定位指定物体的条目
•••
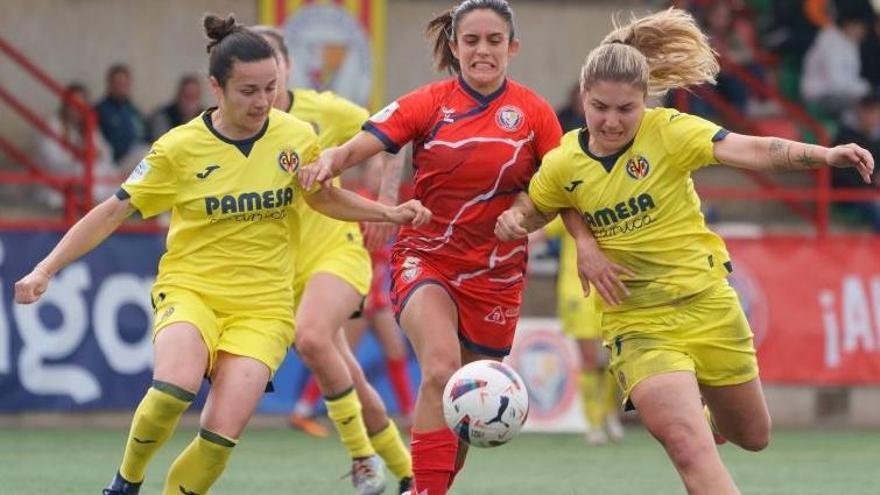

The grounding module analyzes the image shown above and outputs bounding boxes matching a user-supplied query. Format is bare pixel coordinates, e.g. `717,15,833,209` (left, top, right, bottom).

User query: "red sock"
300,375,321,407
449,440,468,488
387,357,413,416
411,428,458,495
•••
> [任务说明] 请将上面所有条目的各行文字原样打印出来，答案中不要包含图片。

> [完整答案]
The grounding module analyzes the image shown above and outputs bounding boxes matching a user-supplied query. Format is bare pixel coordinates, e.g. `717,15,833,209` (left, top, right, bottom).

User query: "red sock"
300,375,321,407
449,440,468,488
387,357,413,416
411,428,458,495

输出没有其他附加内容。